━━ Ausgangstext

Schlichte Thesen

Millionen Franzosen gingen nach dem Anschlag auf das Satiremagazin „Charlie Hebdo“ Anfang 2015 auf die Straße, um die Werte der Republik zu verteidigen. Für den Soziologen Emmanuel Todd verteidigten sie vor allem das Recht, auf den Glauben der benachteiligten islamischen Minderheit zu spucken.

Vom Ideal der Gleichheit, so der Autor, habe sich die französische Mittelschicht verabschiedet und sich stattdessen fremdenfeindlichen Ideen zugewandt. Die These klingt spannend. Doch Todd begründet sie mit einer abstrusen Theorie. Denn er leitet die gesamte Politik Frankreichs und Europas aus zwei Faktoren im kollektiven Unbewussten ab: den Familienstrukturen und der Religion. Zusammen bestimmten sie die Werte einer Gesellschaft, besonders im Hinblick auf Gleichheit.

━━━━

**Aufgabe 1**.
Aus welchen zwei Faktoren leitet Emmanuel Todd laut dem Ausgangstext die gesamte Politik Frankreichs und Europas ab?
**Aufgabe 2**.
Fasse den Ausgangstext in zwei Sätzen zusammen.

━━ Datenauszug

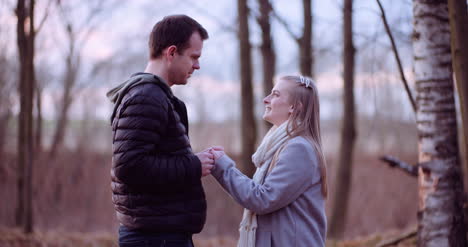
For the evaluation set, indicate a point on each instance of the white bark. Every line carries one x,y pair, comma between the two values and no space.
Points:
440,188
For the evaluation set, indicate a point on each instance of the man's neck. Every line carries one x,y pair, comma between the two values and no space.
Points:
157,67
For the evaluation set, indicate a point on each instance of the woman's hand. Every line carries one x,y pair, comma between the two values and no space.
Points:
217,153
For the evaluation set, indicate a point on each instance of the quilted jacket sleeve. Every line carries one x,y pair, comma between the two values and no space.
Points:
137,134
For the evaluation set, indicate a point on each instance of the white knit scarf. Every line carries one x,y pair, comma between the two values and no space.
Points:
262,158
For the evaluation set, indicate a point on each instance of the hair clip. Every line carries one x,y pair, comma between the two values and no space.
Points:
306,81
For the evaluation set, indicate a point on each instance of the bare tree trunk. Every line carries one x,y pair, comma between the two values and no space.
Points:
38,131
459,39
305,42
248,128
348,131
25,41
440,216
4,120
69,81
268,53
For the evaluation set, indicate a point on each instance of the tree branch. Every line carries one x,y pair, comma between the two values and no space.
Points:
397,56
398,239
44,18
285,25
411,170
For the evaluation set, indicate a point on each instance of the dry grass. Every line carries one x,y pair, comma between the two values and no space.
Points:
15,238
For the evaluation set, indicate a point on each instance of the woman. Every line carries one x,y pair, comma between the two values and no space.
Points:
285,201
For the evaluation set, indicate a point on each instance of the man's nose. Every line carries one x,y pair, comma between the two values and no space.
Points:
196,65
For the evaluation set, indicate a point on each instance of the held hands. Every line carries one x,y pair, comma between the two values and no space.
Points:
207,158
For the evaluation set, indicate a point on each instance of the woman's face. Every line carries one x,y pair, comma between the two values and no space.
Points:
277,106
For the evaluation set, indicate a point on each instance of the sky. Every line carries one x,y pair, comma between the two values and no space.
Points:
121,30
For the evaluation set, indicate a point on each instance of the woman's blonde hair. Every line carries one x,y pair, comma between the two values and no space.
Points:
305,118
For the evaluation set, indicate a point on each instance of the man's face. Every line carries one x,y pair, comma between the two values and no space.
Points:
184,64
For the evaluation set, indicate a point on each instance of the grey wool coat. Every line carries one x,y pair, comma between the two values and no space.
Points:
289,204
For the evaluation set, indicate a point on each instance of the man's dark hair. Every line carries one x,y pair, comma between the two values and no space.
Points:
174,30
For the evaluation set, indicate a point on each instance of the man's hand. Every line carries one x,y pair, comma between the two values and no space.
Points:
207,160
217,153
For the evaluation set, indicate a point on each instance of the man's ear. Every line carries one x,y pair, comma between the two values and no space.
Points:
291,109
170,52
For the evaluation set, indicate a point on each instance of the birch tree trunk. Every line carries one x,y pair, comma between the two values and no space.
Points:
348,129
25,41
305,42
248,128
459,36
440,214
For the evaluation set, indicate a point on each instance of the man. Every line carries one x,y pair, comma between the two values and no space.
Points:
156,178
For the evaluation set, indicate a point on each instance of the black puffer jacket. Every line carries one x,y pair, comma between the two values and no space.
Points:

━━━━

**Antwortbereich 1**.
Aus den Familienstrukturen und der Religion.

**Antwortbereich 2**.
Der Soziologe Emmanuel Todd sieht in den Massendemonstrationen nach dem Anschlag auf „Charlie Hebdo“ Anfang 2015 vor allem die Verteidigung des Rechts, auf den Glauben der benachteiligten islamischen Minderheit zu spucken, und meint, die französische Mittelschicht habe sich vom Ideal der Gleichheit verabschiedet und fremdenfeindlichen Ideen zugewandt. Der Ausgangstext nennt diese These spannend, wirft Todd aber vor, sie mit einer abstrusen Theorie zu begründen, weil er die gesamte Politik Frankreichs und Europas aus Familienstrukturen und Religion ableitet.